### PROBLEM DETAILS
Once you have read the data below, write it all out exactly.

+ + +

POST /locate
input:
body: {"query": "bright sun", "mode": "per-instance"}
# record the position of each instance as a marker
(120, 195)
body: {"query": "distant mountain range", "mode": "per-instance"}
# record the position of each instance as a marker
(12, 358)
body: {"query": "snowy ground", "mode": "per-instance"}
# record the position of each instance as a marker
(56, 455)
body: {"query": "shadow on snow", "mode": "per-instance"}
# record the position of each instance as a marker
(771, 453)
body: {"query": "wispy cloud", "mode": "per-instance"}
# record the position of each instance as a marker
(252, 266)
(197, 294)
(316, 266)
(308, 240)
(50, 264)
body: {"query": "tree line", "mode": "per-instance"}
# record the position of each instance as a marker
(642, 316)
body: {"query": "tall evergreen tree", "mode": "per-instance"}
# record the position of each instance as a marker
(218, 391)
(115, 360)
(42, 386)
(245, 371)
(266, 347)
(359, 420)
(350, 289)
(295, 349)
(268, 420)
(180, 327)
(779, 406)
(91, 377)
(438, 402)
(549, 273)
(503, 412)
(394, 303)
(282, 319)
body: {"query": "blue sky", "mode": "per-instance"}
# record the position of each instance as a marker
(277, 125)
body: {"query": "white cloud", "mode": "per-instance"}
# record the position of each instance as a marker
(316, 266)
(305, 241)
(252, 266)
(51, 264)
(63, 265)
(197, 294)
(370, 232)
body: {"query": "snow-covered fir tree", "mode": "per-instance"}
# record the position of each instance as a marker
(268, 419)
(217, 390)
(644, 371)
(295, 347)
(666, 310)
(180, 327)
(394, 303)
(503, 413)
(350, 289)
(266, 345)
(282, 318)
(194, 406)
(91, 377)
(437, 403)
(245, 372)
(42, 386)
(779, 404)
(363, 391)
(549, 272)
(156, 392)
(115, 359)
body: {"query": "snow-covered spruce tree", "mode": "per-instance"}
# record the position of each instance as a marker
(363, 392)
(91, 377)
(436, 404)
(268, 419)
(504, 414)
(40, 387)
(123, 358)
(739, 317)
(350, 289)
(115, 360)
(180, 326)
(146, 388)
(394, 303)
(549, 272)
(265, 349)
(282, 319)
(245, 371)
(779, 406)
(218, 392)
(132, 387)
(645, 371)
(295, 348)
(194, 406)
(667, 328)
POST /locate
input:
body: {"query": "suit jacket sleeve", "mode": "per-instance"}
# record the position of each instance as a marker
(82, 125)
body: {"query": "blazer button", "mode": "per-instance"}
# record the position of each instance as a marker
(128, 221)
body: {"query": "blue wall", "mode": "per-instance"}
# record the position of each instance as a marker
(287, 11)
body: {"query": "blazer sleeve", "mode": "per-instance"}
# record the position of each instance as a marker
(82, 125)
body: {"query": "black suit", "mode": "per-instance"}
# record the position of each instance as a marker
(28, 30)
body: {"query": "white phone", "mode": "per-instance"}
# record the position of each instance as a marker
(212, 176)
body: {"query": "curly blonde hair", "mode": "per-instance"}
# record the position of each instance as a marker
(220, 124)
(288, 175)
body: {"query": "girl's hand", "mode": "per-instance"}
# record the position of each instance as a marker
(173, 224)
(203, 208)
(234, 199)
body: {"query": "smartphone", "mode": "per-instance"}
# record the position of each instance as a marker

+ + +

### ANSWER AREA
POST /locate
input:
body: {"query": "bright sun", "mode": "per-instance"}
# record the position of each instance as a marker
(120, 195)
body: {"query": "distant mountain range", "mode": "per-instance"}
# record the position of each instance as a marker
(12, 358)
body: {"query": "snowy ground", "mode": "per-instance"}
# record the position of each instance as a marker
(56, 455)
body: {"query": "shadow on snow", "mode": "per-instance"}
# record the position of each instance as a marker
(771, 453)
body: {"query": "wispy cloud", "mode": "per-instance"}
# record the position of each instance as a marker
(252, 266)
(197, 294)
(316, 266)
(308, 240)
(50, 264)
body: {"query": "tree line", "mode": "per-instance"}
# record the position of each instance as a marker
(642, 316)
body: {"query": "tall evergreen tree", "mode": "per-instance"}
# record the position of each instance as a marker
(218, 391)
(115, 360)
(42, 386)
(245, 371)
(266, 347)
(359, 420)
(350, 289)
(295, 349)
(268, 420)
(180, 327)
(779, 406)
(91, 377)
(438, 402)
(549, 273)
(503, 412)
(394, 303)
(282, 319)
body: {"query": "blue sky", "mode": "per-instance"}
# record the position of each instance as a marker
(277, 125)
body: {"query": "white cloud", "mode": "per-instance"}
# record the position of each instance as a marker
(316, 266)
(305, 241)
(252, 266)
(51, 264)
(63, 265)
(197, 294)
(370, 232)
body: {"query": "snow-covered fir tree", "mode": "per-instance"}
# record the position of each instance as a marker
(268, 419)
(217, 390)
(644, 371)
(295, 347)
(666, 310)
(180, 327)
(394, 303)
(503, 413)
(350, 289)
(266, 345)
(282, 318)
(194, 406)
(91, 377)
(437, 403)
(245, 372)
(42, 386)
(779, 404)
(363, 391)
(549, 272)
(156, 392)
(115, 359)
body: {"query": "snow-covered spruce tree", "mode": "per-instance"}
# record the position of each instance as a marker
(363, 392)
(91, 377)
(436, 404)
(268, 419)
(504, 414)
(40, 387)
(123, 358)
(739, 317)
(350, 289)
(115, 360)
(180, 326)
(146, 388)
(394, 303)
(549, 272)
(265, 349)
(282, 319)
(245, 371)
(779, 406)
(218, 392)
(132, 387)
(645, 371)
(295, 348)
(194, 406)
(667, 328)
POST /locate
input:
body: {"query": "suit jacket sleeve", "mode": "per-instance"}
# record the position of each instance as a marker
(82, 125)
body: {"query": "blazer button", "mode": "per-instance"}
# record the position of each instance as a marker
(128, 221)
body: {"query": "blue wall", "mode": "per-instance"}
# record the position of each instance as a marker
(287, 11)
body: {"query": "blazer sleeve", "mode": "per-instance"}
# record the position of each instance as a marker
(82, 125)
body: {"query": "black suit", "mode": "per-instance"}
# record the position of each instance as a marker
(28, 30)
body: {"query": "white phone", "mode": "per-instance"}
# record the position of each instance as a marker
(212, 176)
body: {"query": "curly blonde hair", "mode": "per-instance"}
# record the position of each instance as a marker
(220, 124)
(288, 175)
body: {"query": "girl's hand", "mode": "per-instance"}
# record the position of each instance as a marker
(173, 224)
(203, 208)
(234, 199)
body: {"query": "smartphone", "mode": "per-instance"}
# record the position of each instance as a marker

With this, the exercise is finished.